## What the task requires
Scale the stretch of data from its start through the line containing "[342,310,395,347]", both ends included, and give every line again. Multiply each bounding-box coordinate by 1.7 and round to whole numbers, halves up, leaving the pictures out.

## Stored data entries
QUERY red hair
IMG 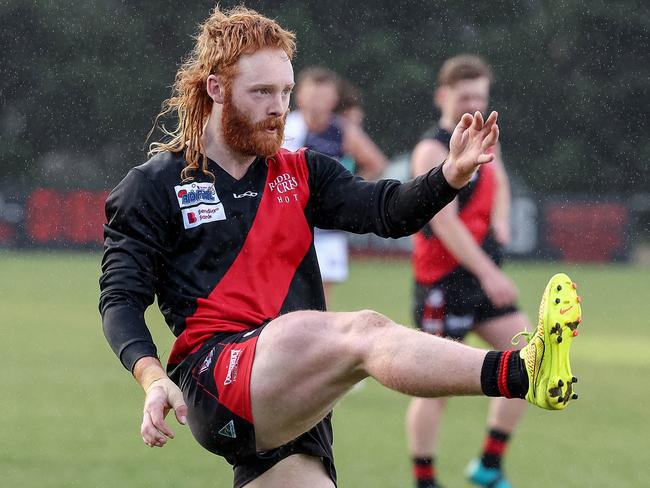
[149,6,296,180]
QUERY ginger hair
[149,6,296,181]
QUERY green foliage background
[0,0,650,195]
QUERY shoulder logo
[232,190,257,198]
[219,420,237,439]
[174,183,219,208]
[181,203,226,229]
[174,183,226,229]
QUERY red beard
[221,90,287,156]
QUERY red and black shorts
[413,267,518,340]
[169,325,336,488]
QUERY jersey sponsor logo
[445,314,474,334]
[219,420,237,439]
[269,173,298,193]
[232,191,257,198]
[223,349,243,385]
[174,183,219,208]
[181,203,226,229]
[199,349,214,374]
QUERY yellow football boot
[513,273,582,410]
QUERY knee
[342,310,395,347]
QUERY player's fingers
[472,110,483,131]
[481,125,499,149]
[147,405,174,439]
[476,153,496,164]
[169,389,187,425]
[456,113,474,132]
[483,110,499,130]
[174,403,187,425]
[140,411,167,447]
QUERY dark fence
[0,188,634,262]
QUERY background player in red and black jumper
[407,55,530,488]
[100,7,545,488]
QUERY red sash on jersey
[169,149,313,364]
[412,160,496,284]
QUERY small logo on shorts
[199,349,214,374]
[219,420,237,439]
[223,349,242,385]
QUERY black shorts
[170,326,336,488]
[413,267,518,340]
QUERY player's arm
[343,123,388,180]
[99,170,187,446]
[492,144,511,245]
[411,135,517,306]
[307,113,498,238]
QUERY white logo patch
[219,420,237,439]
[232,190,257,198]
[174,183,220,208]
[181,203,226,229]
[199,349,214,374]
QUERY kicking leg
[251,311,486,450]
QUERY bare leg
[406,398,447,458]
[476,312,531,434]
[246,454,334,488]
[251,311,486,450]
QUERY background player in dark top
[100,7,580,488]
[407,55,530,488]
[283,66,387,302]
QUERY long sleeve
[99,169,169,370]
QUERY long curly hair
[149,6,296,180]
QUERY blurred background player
[406,55,530,488]
[283,66,387,303]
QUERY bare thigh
[250,311,372,450]
[245,454,334,488]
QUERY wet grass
[0,252,650,488]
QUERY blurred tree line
[0,0,650,196]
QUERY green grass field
[0,252,650,488]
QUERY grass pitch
[0,252,650,488]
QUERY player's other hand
[140,377,187,447]
[442,112,499,189]
[479,269,519,307]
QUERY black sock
[481,430,510,469]
[413,457,436,488]
[481,351,528,398]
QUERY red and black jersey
[99,150,457,369]
[413,127,498,284]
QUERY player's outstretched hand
[442,112,499,188]
[140,377,187,447]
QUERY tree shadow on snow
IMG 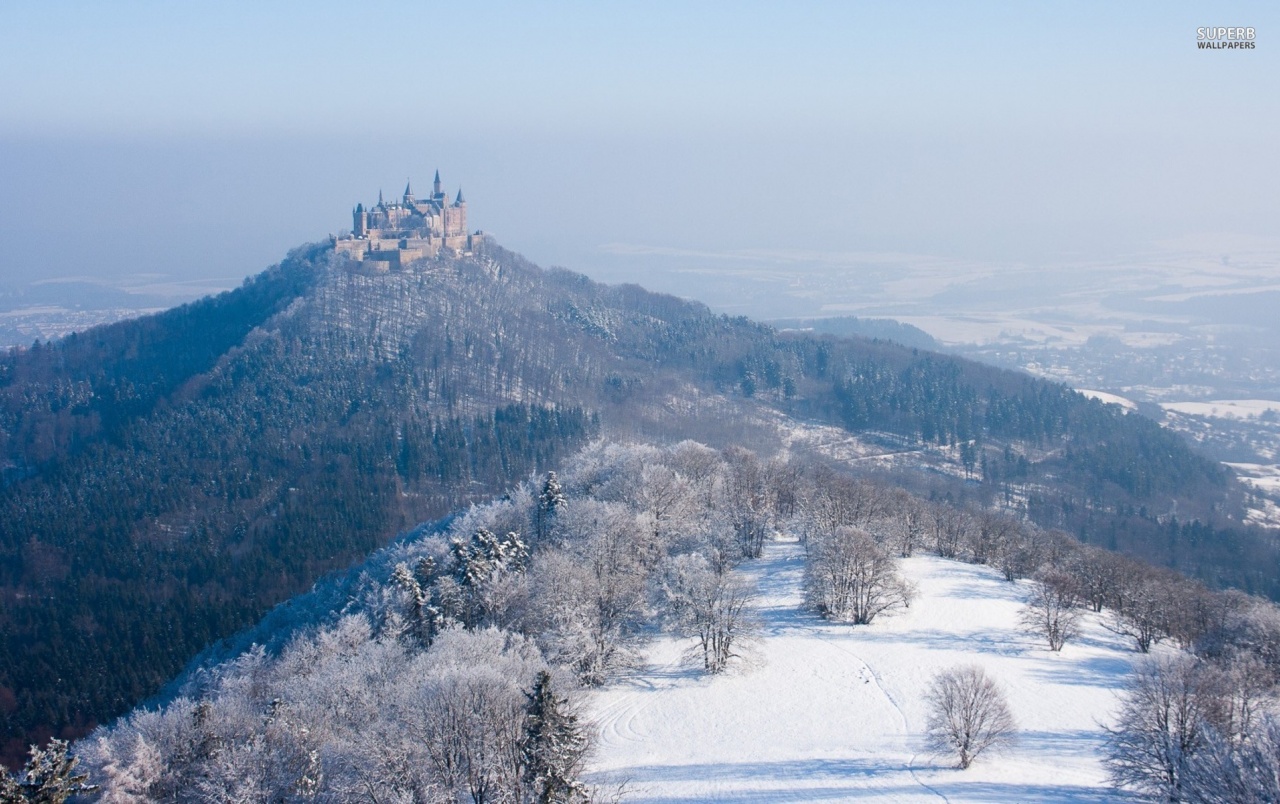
[588,757,1128,804]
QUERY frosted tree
[520,670,590,804]
[1107,575,1178,653]
[662,553,759,673]
[805,527,911,625]
[526,501,648,685]
[0,740,97,804]
[925,664,1016,769]
[1020,570,1082,652]
[1105,654,1221,801]
[724,447,774,558]
[1181,714,1280,804]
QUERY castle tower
[351,204,369,237]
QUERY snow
[1160,399,1280,419]
[586,540,1135,803]
[1075,388,1138,411]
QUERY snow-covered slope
[588,542,1134,801]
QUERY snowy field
[1162,392,1280,420]
[588,542,1135,803]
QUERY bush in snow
[925,664,1015,768]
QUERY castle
[333,170,484,271]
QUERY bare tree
[663,553,758,673]
[1021,570,1080,652]
[929,503,973,558]
[1181,716,1280,804]
[1105,654,1221,801]
[1107,574,1176,653]
[886,489,928,558]
[805,527,911,625]
[925,664,1016,769]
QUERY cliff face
[0,240,1254,758]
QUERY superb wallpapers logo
[1196,26,1257,50]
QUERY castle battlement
[333,170,484,271]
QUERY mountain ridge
[0,240,1275,757]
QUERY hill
[0,246,1264,760]
[586,542,1135,803]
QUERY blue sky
[0,0,1280,283]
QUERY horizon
[0,3,1280,309]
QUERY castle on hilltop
[333,170,484,271]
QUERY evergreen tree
[534,472,568,542]
[520,670,588,804]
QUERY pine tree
[520,670,588,804]
[0,740,97,804]
[534,472,568,542]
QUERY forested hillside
[0,240,1277,760]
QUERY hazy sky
[0,0,1280,290]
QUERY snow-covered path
[589,542,1133,803]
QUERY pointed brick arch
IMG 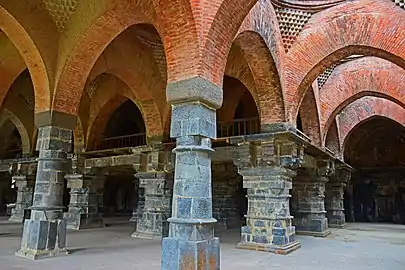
[0,5,57,112]
[86,74,163,148]
[337,97,405,150]
[0,109,32,154]
[285,0,405,119]
[320,57,405,141]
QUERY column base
[161,237,220,270]
[295,229,332,237]
[15,219,67,260]
[236,241,301,255]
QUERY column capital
[231,131,304,169]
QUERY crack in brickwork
[43,0,79,32]
[275,7,312,52]
[316,64,337,89]
[392,0,405,9]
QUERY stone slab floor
[0,219,405,270]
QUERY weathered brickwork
[0,0,405,270]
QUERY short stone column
[325,168,351,228]
[230,135,303,254]
[161,97,222,270]
[132,172,170,239]
[129,179,145,224]
[293,160,334,237]
[64,169,105,230]
[16,126,72,259]
[9,162,37,222]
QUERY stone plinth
[132,172,171,239]
[64,174,105,230]
[292,160,334,237]
[325,169,351,228]
[161,99,221,270]
[230,132,303,254]
[16,126,72,259]
[9,162,37,222]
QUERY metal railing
[217,118,260,139]
[96,133,146,150]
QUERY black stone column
[161,77,222,270]
[16,126,72,259]
[293,161,334,237]
[132,172,171,239]
[325,168,351,228]
[9,162,37,222]
[233,133,303,255]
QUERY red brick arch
[320,57,405,142]
[0,5,57,112]
[338,97,405,150]
[0,108,32,154]
[285,0,405,120]
[86,73,163,149]
[53,0,196,115]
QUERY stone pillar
[132,172,170,239]
[64,156,105,230]
[233,136,303,254]
[212,163,241,229]
[9,162,37,222]
[161,86,222,270]
[129,179,145,221]
[325,168,351,228]
[293,161,334,237]
[16,126,72,259]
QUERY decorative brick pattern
[43,0,79,32]
[276,7,312,52]
[392,0,405,9]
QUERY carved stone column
[293,160,334,237]
[16,126,72,259]
[64,155,105,230]
[230,132,303,254]
[325,168,351,228]
[9,162,38,222]
[161,78,222,270]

## Correct result
QUERY red hair
IMG 
[253,10,503,306]
QUERY ginger hair
[253,10,503,308]
QUERY green foliage background
[0,0,1105,332]
QUERY shoulder logo
[394,323,437,337]
[372,714,403,746]
[296,311,372,354]
[308,345,384,389]
[296,311,384,389]
QUERY red beard
[376,153,488,265]
QUERY red and black shorts
[702,454,881,578]
[287,553,571,830]
QUERY jersey sponsor logo
[757,534,806,568]
[372,714,403,746]
[457,294,507,328]
[394,325,437,337]
[379,593,413,655]
[296,311,372,354]
[308,345,384,389]
[338,593,364,636]
QUERY yellow football boot
[872,464,989,697]
QUERY knee
[581,527,672,590]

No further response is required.